* _AIM OF THE EXERCISE_: Output the records. Match them exactly.

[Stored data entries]
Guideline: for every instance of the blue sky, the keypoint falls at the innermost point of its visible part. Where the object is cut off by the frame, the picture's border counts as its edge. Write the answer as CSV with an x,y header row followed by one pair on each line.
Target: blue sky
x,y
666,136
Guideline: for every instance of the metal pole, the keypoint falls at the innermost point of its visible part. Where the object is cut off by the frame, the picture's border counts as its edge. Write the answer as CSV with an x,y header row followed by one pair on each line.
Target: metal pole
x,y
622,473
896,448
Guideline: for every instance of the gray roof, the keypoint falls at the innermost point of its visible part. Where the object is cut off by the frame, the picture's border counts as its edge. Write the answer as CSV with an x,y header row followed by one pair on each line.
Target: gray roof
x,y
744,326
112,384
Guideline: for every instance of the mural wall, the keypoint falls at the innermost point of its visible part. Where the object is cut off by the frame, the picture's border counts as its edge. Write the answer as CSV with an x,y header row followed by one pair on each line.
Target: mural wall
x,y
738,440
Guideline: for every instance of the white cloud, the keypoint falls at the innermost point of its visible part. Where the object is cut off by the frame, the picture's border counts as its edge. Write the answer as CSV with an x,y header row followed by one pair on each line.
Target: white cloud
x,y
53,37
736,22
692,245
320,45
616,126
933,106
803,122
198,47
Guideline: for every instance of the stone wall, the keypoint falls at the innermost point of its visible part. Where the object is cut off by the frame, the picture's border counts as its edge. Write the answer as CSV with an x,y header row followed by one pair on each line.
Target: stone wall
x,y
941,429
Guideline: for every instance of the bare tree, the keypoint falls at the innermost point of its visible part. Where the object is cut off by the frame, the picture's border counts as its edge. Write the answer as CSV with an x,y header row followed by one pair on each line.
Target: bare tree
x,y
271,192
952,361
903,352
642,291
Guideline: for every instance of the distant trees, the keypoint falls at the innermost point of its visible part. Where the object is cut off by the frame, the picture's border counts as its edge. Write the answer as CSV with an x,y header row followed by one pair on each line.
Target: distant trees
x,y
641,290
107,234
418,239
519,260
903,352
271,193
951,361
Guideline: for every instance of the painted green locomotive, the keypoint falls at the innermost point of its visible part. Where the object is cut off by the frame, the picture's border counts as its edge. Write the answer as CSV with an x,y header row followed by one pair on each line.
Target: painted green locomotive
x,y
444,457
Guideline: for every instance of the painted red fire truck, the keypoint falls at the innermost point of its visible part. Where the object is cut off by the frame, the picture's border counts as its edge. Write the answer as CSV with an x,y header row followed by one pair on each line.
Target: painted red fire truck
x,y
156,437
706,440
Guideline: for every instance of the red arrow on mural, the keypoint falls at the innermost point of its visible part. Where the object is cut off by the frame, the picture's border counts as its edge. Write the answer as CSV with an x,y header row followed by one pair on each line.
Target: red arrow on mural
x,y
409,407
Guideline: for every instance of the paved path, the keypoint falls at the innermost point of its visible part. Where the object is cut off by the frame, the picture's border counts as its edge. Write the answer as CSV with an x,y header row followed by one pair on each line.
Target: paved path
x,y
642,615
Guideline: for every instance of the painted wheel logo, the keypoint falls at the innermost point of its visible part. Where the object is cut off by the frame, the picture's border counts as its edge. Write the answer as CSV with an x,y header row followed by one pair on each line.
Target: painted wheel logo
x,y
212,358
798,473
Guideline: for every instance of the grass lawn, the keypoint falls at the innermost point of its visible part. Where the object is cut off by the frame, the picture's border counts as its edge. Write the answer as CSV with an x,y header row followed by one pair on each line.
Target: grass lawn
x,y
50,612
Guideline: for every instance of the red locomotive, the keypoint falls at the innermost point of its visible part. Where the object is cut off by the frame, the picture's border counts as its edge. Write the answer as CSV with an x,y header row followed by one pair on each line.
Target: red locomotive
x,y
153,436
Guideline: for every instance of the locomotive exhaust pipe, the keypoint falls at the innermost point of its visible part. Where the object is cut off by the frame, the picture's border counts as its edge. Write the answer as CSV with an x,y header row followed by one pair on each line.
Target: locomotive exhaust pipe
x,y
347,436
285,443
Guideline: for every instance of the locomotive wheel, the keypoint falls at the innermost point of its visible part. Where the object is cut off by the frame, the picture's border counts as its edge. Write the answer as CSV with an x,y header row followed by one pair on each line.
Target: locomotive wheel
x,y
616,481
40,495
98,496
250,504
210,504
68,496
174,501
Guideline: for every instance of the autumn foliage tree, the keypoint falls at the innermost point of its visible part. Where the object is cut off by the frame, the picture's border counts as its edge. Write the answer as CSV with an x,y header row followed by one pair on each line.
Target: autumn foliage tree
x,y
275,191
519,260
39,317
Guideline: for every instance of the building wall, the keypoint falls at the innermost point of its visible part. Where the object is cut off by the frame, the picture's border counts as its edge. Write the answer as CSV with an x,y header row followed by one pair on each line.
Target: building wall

* _SOLVED EXERCISE_:
Guideline: for every instance of the blue sky, the keypoint falls at the innermost point of its visible part. Where the object is cut off by the frame, the picture's border counts as its edge. Write the answer as CSV with an x,y header row followed by one pair on each line.
Target: blue sky
x,y
666,136
Guideline: for every instance of the metal pole, the keypoint falls at the innermost point of its visible part. Where the object is cut off by the frame, the picture's border counts as its edge. Write the answer as CSV with an x,y header row followed by one pair on each line.
Target: metal pole
x,y
622,473
896,448
Guideline: for every instance of the gray roof, the keypoint falls at the innermost point of its visible part. Where the object is cut off by the frame, the picture's border counts as its edge. Write the answer as CSV with an x,y header row followed by one pair on each line.
Target: gray roof
x,y
744,326
112,384
Guideline: for every instance of the mural wall, the keypoint falls at the innermost point of its visible part. Where the object is cut off by the frame, the picture's border counts as its edge. Write the answer as CSV with an x,y header row followed by one pair on each line.
Target: mural wall
x,y
738,440
Guideline: for every instance of the white cloud, the keypoint falls at the innermost point of its visible part. Where the object is cut off by the frame, the picture's border counts as its edge. Write the answer as CSV with an x,y header row followed by one pair on each line.
Target: white cloud
x,y
53,37
736,22
692,245
320,45
616,126
933,106
803,122
198,47
Guideline: for every instance of the stone wall, the keypoint falls at the innermost point of its visible part. Where the object is cut off by the frame, the picture's border counts as its edge. Write the answer as CSV with an x,y header row followed by one pair on each line.
Target: stone wall
x,y
941,429
Guideline: for every instance of the bare tree, the keypoint falls at the innermost point of its visible part. Where the object is cut off by the frame, the picture's border counts as its edge. Write the answer as CSV with an x,y header row followed by one pair on each line.
Target: bare tree
x,y
271,192
952,361
903,352
642,291
Guideline: for every instance of the distant trees, the keypoint falls at the innermost point of its visible part. Where the object is cut off by the frame, the picture's border counts as its edge. Write the answer as CSV with an x,y header row followed by one pair on each line.
Target: distant trees
x,y
641,290
107,234
418,239
519,260
903,352
271,193
951,361
Guideline: for every instance of the painted green locomotive, the keypoint falls at the innermost point of its visible part. Where the object is cut off by the frame, the picture's border counts as its edge. Write the answer as CSV with an x,y header row followed by one pair on each line.
Target: painted green locomotive
x,y
444,457
Guideline: for every instance of the painted red fire truck, the keypoint falls at the innermost point of its visible part. Where the object is cut off by the frame, the picture's border counts as its edge. Write the answer as CSV with an x,y header row followed by one pair on each line.
Target: painted red fire truck
x,y
156,437
706,440
Guideline: for every instance of the red arrow on mural, the keypoint falls at the innermost point of its visible part. Where the object is cut off by the frame, the picture's border counts as its edge. Write the answer as CSV with an x,y header row followed by one pair on each line.
Target: red arrow on mural
x,y
409,407
Guideline: for every instance of the paved path, the keypoint falls at the innermost point of its visible part. Where the object is cut off by the frame, the picture's border counts as its edge. Write the answer as CSV with an x,y header row followed by one pair on each line.
Target: paved path
x,y
642,615
Guideline: for every instance of the painted wheel logo, the keypoint falls at the innermost point of its visible part. Where the object is cut off by the frame, the picture's border counts as its edge. Write the answer as CSV with an x,y header row followed by one pair on each line.
Target: painted wheel logo
x,y
212,358
798,473
Guideline: for every instance of the grass lawn, the keypoint falls at the innermost point of its visible part. Where the object is cut off by the frame, the picture's border counts as its edge. Write the answer as CSV with an x,y header row followed by one pair on each line.
Target: grass lawn
x,y
50,612
Guideline: for every instance of the red locomotive, the keypoint falls at the innermost point of its visible part. Where the object is cut off by the frame, the picture's border counts as its edge. Write the answer as CSV with an x,y header row followed by one pair on each line.
Target: red locomotive
x,y
153,436
Guideline: for every instance of the locomotive exhaust pipe, the keypoint falls at the innermost point of its visible part. Where the object is cut off by the frame, the picture's border counts as its edge. Write the answer as CSV with an x,y header row followed by one pair on each line.
Target: locomotive exhaust pipe
x,y
347,436
285,443
Guideline: for every instance of the locomotive wheel, the keypoint falls at the innermost point of its visible part. Where the object is cut off by the frame, the picture's border counts as its edge. Write the answer as CSV with an x,y header row followed by one pair on each line.
Target: locomotive wheel
x,y
616,481
40,495
98,496
250,504
210,504
68,496
174,501
Guideline: for every instance of the autumn foliage tree, the keypoint falls at the innermost point of its visible part. Where the object is cut off by the frame, the picture's border counts as its edge. Write the answer as CSV with an x,y header row followed by one pair on each line.
Target: autumn foliage tree
x,y
275,191
519,260
39,317
Guideline: for every instance of the building wall, the keypoint falls at the innermost point of its visible part. Where the object is cut off by the frame, the picture's border counts as its edge. Write the answer as CSV with an x,y header row followed by one pair on each line.
Target: building wall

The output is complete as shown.